> BRIEF A: In the F1 2010 interview, how many people worked in the Birmingham game studio at the peak of development?
> BRIEF B: Say whether each statement agrees with the F1 2010 interview, and quote the words that decide it: (i) Work on the game began in early 2009. (ii) The first game design was drawn up within time and budget limits. (iii) The company's headquarters is in Birmingham.
> BRIEF C: Resume the F1 2010 interview after its last sentence.

> EXCERPT TO READ:
------------------------------------------------

Q: How long has it taken to put the game together, how many people have worked on the project and what has been the biggest challenge?
Stephen Hood:
We’ve been working on the game’s design and production for over 18 months, beginning early 2009. The number of people working on F1 2010 has changed throughout the various stages of the game’s development but at its peak we had 104 people based in our game studio in Birmingham with support from different departments at our headquarters in Warwickshire, so it is a very big operation.

The biggest challenge has to be meeting the expectations of the fans. The people that follow F1 are extremely knowledgeable about their sport and want as authentic a recreation of everything they see on a Grand Prix weekend as possible, while at the same time we are trying to make the game accessible to everyone so that someone new to racing games can enjoy playing F1 2010 as much as someone who is a hardcore online racer.

Q: Where do you start when you begin creating a game of this scope?
The first step is the game design. We set out to design the best F1 game ever, regardless of time and budget constraints. This includes things like the dynamic weather system, active track technology and the ‘Live the Life’ aspects of the game. We then evaluate the design with an eye on what is actually feasible within the production deadlines. It’s amazing just how much of that dream design we have managed to pack into F1 2010.

------------------------------------------------

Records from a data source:
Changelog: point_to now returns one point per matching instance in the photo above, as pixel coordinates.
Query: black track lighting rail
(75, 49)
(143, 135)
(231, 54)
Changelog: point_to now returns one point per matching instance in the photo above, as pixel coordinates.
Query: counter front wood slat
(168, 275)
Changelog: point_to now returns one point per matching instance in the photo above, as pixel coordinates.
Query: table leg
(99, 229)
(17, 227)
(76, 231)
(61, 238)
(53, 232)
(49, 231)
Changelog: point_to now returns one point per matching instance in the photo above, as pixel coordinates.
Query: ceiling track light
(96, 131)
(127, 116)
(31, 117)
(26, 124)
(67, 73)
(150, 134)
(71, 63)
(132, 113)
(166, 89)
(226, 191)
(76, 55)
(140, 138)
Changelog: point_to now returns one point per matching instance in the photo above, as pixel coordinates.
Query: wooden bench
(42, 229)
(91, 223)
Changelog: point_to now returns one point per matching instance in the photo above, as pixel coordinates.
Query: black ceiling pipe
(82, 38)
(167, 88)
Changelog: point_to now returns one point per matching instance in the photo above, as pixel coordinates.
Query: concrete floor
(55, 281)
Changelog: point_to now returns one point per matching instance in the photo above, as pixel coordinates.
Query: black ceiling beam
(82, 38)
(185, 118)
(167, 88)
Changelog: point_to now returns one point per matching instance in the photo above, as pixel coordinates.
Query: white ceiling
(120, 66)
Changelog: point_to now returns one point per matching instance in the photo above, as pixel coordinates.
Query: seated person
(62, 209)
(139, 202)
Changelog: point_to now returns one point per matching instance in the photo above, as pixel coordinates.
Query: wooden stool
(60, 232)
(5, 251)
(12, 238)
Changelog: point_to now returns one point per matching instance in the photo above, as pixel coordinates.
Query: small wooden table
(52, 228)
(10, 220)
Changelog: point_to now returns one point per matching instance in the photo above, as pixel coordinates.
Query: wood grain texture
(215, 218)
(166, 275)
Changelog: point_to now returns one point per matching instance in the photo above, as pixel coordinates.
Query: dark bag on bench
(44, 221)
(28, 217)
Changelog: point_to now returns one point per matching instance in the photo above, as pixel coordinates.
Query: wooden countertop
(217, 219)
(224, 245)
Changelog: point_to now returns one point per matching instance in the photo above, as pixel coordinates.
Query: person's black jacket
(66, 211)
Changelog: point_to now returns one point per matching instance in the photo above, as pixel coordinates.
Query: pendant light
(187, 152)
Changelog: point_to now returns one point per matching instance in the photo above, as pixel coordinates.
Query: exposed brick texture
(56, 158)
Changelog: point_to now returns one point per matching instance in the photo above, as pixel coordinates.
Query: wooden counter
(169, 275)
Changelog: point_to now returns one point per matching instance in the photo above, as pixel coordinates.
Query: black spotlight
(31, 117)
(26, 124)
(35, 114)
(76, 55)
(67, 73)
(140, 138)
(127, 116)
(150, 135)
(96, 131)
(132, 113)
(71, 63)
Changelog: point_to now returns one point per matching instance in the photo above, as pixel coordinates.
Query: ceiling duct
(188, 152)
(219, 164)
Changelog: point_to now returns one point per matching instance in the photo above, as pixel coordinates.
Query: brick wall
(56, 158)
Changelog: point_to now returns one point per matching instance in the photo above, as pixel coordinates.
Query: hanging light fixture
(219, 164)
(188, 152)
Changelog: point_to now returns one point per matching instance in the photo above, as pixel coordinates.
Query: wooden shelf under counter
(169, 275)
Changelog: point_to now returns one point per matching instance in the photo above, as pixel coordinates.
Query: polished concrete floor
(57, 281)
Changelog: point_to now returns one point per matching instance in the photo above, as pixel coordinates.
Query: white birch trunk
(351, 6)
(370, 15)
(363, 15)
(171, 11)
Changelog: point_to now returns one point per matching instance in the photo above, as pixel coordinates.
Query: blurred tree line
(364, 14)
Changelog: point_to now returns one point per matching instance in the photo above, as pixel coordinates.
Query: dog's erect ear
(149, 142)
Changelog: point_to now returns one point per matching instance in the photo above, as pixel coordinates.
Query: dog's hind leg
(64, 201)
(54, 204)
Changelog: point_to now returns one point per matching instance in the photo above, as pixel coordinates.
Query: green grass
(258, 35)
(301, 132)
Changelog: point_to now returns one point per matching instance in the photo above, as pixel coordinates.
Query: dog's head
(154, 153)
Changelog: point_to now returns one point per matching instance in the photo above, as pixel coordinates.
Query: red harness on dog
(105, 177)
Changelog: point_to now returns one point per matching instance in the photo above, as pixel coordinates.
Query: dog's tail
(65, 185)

------------------------------------------------

> REPLY A: 104 people.

> REPLY B:
(i) Yes: "beginning early 2009."
(ii) No: "regardless of time and budget constraints."
(iii) No: "our headquarters in Warwickshire."

> REPLY C:
Q: Everything is so realistic. How do you go about recreating circuits? Where do you get the data from and how do you use it?
Getting the circuits right is absolutely vital to the success of an F1 game as the fans are so knowledgeable. The first stage in recreating them is to collect as much reference material as possible. This includes the CAD drawings for the actual design and layout of the track and thousands of photographs. We have a photographer who literally walks the track, stopping every few metres to take photos front, right, back and left which builds up a huge library of images. We then import that into our design tools to create an asset pack where the relevant images are matched up to that section of track.

It’s then a case of replacing the photography with actual game assets and ensuring that the trees, advertising boards, run off areas etc are all in the correct place. We also work on the topography and skyline of the surrounding area so that it feels like the track is part of a wider world rather than an isolated game area.

Once it is imported into the game we then run comparisons with real life on-board footage to check that everything looks as realistic as possible.

Q: Was it especially difficult to visualise the Korean track, which is not even complete yet?
Obviously not being able to visit the Korean track to take reference photography or use previous onboard laps as an illustration presents its own challenges. We have been very fortunate to be able to work with the people that designed the track, using the same CAD data that is being used to build the actual circuit to ensure it is as authentic as possible.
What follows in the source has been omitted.